#### EXCERPTED RECORDS

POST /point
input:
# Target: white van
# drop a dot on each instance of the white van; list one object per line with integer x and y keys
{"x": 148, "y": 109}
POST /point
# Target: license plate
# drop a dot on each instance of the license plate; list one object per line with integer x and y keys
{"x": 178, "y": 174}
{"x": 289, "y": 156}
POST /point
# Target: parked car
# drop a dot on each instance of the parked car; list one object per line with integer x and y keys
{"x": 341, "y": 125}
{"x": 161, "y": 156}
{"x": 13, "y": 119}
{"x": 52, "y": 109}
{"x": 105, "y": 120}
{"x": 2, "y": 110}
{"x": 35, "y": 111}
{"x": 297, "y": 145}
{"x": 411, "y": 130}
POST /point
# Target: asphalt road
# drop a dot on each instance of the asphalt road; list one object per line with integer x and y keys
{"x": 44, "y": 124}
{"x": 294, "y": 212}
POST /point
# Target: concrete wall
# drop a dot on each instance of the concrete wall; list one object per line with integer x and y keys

########

■ **WORK ORDER**
Reproduce the preceding records exactly and completely.

■ **YOUR RESPONSE**
POST /point
input:
# Target: white van
# drop a dot on each instance of the white van; list one object per line with integer x and y keys
{"x": 148, "y": 109}
POST /point
# Target: license plate
# drop a dot on each instance of the license plate; list one object per line with integer x and y keys
{"x": 178, "y": 174}
{"x": 289, "y": 156}
POST /point
# Target: parked car
# drop a dot on each instance of the parked car; list one object per line with integer x and y keys
{"x": 341, "y": 125}
{"x": 161, "y": 156}
{"x": 13, "y": 119}
{"x": 52, "y": 109}
{"x": 105, "y": 120}
{"x": 2, "y": 110}
{"x": 35, "y": 111}
{"x": 297, "y": 145}
{"x": 411, "y": 130}
POST /point
# Target: asphalt road
# drop a dot on each instance of the asphalt road; list one object per line with integer x and y keys
{"x": 44, "y": 124}
{"x": 294, "y": 212}
POST /point
# Target: concrete wall
# drop a dot on each instance of the concrete wall; list one object per line with integer x and y keys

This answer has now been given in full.